• [EXERCISE]:
List every line in the rows below that contains the word "table". Treat uppercase and lowercase as different.

• [ENTRIES PROVIDED]:

════════════════════

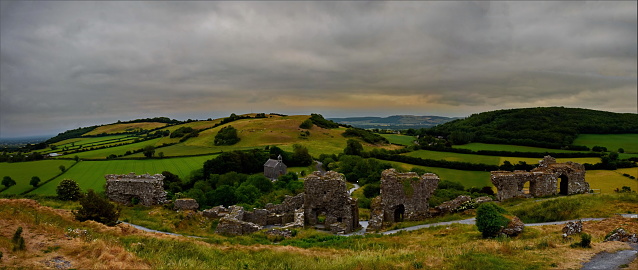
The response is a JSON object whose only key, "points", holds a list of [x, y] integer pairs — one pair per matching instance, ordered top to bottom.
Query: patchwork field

════════════════════

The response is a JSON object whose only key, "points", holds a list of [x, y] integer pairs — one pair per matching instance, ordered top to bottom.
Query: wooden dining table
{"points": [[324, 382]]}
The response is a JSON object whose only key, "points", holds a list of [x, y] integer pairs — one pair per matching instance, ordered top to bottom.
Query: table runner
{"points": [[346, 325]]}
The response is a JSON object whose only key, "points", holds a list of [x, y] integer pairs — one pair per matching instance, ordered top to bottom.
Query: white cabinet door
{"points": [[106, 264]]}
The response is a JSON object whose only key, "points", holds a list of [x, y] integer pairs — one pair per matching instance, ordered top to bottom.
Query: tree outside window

════════════════════

• [WORKED ANSWER]:
Query: wooden dining table
Query: table runner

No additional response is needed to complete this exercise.